● Required work: If a line in the entries contains the string "rear", include that line in your answer.

Recorded data
═══

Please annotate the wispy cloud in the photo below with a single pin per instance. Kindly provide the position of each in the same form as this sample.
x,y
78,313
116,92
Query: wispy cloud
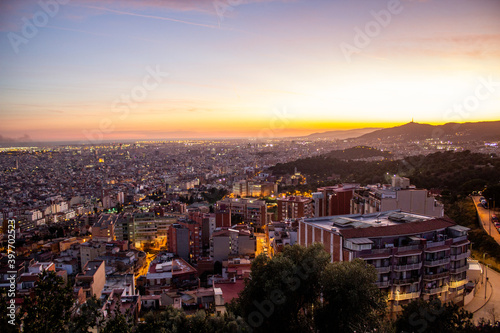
x,y
120,12
100,34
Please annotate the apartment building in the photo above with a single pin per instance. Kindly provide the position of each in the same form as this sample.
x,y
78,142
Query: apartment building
x,y
250,210
92,279
295,207
333,200
400,195
416,256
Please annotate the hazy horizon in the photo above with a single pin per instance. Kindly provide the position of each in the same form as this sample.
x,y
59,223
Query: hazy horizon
x,y
89,70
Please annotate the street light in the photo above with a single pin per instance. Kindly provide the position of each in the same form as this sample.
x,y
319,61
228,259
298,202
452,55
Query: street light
x,y
489,212
486,275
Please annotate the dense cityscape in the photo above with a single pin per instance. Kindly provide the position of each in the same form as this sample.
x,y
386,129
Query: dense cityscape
x,y
137,228
249,166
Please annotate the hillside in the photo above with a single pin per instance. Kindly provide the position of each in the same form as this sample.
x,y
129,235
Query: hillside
x,y
451,131
457,172
341,135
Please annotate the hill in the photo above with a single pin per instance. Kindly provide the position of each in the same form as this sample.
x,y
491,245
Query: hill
x,y
341,135
450,131
456,172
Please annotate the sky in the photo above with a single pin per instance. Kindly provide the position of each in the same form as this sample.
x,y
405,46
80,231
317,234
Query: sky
x,y
95,70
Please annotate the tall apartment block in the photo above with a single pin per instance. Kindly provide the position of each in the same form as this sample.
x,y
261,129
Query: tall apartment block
x,y
416,256
251,211
400,195
295,207
333,200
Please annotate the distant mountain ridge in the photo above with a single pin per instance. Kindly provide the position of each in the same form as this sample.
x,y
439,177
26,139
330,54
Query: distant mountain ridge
x,y
342,134
488,130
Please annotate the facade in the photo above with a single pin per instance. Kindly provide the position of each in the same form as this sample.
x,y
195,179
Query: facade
x,y
415,256
179,241
245,188
93,279
333,200
143,227
251,211
295,207
377,198
104,228
232,242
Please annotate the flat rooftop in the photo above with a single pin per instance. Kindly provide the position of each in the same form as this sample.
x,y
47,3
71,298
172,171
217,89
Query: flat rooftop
x,y
379,224
106,220
90,268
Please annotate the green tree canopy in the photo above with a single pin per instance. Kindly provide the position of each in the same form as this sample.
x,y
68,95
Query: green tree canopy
x,y
280,292
49,310
351,300
434,317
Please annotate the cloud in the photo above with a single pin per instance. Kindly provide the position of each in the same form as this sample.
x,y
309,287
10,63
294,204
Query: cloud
x,y
120,12
24,138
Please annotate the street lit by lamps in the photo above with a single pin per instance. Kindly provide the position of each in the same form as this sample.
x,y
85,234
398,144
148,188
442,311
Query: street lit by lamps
x,y
485,275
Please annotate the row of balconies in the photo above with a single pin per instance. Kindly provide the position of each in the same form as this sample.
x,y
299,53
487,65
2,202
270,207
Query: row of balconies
x,y
437,262
436,290
437,276
398,296
460,256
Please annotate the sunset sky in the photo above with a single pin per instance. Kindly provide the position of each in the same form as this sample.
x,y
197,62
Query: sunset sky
x,y
243,68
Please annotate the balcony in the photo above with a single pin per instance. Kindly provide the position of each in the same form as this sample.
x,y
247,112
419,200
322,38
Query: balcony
x,y
459,269
437,290
460,256
408,248
437,262
459,239
400,282
403,296
437,276
434,244
457,284
409,267
383,284
383,269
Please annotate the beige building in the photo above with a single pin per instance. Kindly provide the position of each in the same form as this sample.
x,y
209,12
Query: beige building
x,y
379,198
93,279
415,256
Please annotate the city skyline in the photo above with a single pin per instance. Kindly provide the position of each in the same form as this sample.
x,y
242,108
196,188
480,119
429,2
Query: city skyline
x,y
109,70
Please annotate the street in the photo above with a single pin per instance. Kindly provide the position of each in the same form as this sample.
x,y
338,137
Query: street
x,y
491,311
484,219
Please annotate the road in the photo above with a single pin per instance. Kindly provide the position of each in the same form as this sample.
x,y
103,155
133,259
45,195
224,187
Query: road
x,y
484,219
492,308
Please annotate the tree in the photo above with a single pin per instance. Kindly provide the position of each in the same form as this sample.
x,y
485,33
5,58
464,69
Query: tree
x,y
117,322
170,320
6,320
434,317
89,315
281,291
351,300
49,310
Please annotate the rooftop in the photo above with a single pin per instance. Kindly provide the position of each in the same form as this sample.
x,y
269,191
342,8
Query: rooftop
x,y
379,224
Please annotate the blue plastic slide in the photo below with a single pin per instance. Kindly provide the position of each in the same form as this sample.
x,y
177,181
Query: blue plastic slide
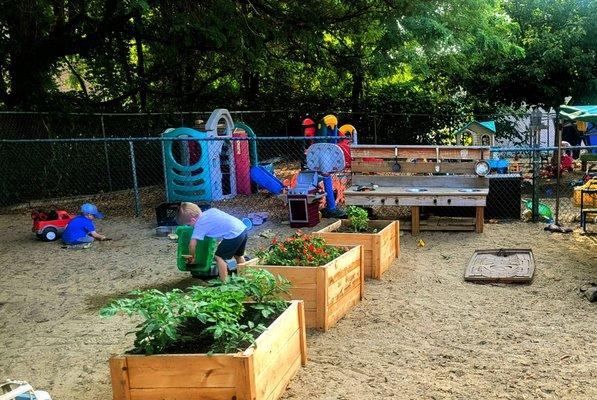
x,y
265,179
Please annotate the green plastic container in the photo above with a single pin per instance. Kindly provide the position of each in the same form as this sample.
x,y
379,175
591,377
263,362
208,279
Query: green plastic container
x,y
204,252
544,209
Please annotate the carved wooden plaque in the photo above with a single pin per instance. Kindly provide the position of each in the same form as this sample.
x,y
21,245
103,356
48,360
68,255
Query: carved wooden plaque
x,y
501,265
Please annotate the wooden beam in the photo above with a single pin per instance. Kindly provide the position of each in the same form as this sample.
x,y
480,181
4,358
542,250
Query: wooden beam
x,y
415,210
420,152
360,166
479,219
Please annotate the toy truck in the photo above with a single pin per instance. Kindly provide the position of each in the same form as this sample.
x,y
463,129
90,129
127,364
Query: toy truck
x,y
49,225
21,390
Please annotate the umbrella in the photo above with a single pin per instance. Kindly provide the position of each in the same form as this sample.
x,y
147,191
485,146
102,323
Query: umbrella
x,y
579,113
574,113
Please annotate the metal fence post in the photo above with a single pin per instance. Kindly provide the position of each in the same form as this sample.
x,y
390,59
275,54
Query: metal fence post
x,y
135,184
106,153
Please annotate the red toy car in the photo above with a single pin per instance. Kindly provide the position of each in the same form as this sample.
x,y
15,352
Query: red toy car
x,y
48,225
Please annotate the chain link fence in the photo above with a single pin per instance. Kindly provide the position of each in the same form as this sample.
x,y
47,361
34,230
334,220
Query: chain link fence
x,y
131,176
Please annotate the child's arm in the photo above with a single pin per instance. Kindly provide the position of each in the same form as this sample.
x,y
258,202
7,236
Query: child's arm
x,y
190,259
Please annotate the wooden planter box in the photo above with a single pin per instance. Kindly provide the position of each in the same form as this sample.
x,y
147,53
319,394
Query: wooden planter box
x,y
329,291
260,372
381,248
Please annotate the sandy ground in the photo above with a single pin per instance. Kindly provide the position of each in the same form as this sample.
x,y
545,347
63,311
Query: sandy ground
x,y
421,332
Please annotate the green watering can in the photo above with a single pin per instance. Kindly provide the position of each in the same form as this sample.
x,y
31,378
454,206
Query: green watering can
x,y
544,209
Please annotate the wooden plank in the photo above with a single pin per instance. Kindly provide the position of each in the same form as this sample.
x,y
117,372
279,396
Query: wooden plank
x,y
479,223
467,168
322,290
331,228
276,337
303,333
277,391
311,316
181,370
397,233
351,256
336,289
362,267
287,362
443,201
246,378
415,220
120,378
176,393
341,308
376,257
456,181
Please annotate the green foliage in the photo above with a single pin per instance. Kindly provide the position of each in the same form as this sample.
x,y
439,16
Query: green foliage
x,y
299,249
218,314
359,219
445,59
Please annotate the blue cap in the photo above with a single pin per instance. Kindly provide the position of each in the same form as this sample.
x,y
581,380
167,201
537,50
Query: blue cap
x,y
89,208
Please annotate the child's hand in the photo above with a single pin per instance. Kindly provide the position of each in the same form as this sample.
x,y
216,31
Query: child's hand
x,y
189,259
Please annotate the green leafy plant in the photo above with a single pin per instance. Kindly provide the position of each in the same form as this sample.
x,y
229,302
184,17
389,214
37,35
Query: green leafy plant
x,y
299,249
359,219
221,318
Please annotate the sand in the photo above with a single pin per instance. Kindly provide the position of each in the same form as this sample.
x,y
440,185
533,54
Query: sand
x,y
421,332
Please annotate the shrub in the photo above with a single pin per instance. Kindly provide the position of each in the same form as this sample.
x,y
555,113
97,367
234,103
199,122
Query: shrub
x,y
221,318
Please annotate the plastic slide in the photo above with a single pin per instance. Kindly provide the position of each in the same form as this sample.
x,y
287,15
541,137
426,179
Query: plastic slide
x,y
265,179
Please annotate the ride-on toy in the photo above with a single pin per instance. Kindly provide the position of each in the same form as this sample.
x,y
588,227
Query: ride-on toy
x,y
21,390
49,225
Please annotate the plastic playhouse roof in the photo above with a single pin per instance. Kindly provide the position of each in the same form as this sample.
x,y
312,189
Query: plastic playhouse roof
x,y
486,124
579,113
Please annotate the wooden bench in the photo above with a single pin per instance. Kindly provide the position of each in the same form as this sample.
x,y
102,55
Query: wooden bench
x,y
402,176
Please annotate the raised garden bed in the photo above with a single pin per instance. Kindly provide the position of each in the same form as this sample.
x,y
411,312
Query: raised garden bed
x,y
262,371
329,291
380,249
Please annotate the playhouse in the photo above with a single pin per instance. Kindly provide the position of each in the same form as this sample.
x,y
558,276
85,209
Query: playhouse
x,y
476,134
209,164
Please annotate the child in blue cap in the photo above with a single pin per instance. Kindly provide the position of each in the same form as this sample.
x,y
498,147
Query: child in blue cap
x,y
80,230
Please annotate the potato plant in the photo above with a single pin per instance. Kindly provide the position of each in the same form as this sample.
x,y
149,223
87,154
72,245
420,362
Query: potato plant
x,y
220,318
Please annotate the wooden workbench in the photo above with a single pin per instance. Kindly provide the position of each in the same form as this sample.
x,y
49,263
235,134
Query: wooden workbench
x,y
407,187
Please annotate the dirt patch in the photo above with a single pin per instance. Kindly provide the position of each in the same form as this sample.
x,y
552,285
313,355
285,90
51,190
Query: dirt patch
x,y
421,331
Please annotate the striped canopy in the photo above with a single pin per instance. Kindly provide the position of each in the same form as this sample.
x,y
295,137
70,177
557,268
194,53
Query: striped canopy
x,y
579,113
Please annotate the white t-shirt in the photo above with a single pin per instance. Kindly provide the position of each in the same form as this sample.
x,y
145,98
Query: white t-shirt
x,y
218,225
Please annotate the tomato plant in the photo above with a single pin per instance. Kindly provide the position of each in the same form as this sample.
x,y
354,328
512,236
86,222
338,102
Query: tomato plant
x,y
359,219
299,249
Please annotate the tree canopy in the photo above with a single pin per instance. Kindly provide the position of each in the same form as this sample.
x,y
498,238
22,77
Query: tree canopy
x,y
404,56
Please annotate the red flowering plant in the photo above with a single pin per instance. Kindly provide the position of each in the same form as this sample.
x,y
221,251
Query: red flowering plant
x,y
299,249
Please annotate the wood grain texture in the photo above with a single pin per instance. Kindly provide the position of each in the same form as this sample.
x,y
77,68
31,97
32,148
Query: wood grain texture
x,y
313,284
379,248
261,372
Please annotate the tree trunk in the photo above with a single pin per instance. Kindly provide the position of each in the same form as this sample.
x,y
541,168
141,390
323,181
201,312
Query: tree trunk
x,y
357,89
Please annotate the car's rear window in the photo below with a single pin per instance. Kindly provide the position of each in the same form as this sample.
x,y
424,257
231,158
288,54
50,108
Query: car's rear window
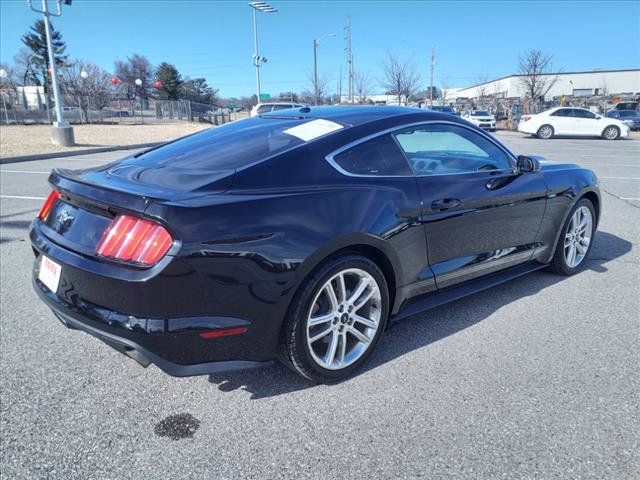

═══

● Response below:
Please annotate the car's rear window in the photo below with a single pin per instance. Kindly provide the position of each in the same form as this sample.
Query: car's rear window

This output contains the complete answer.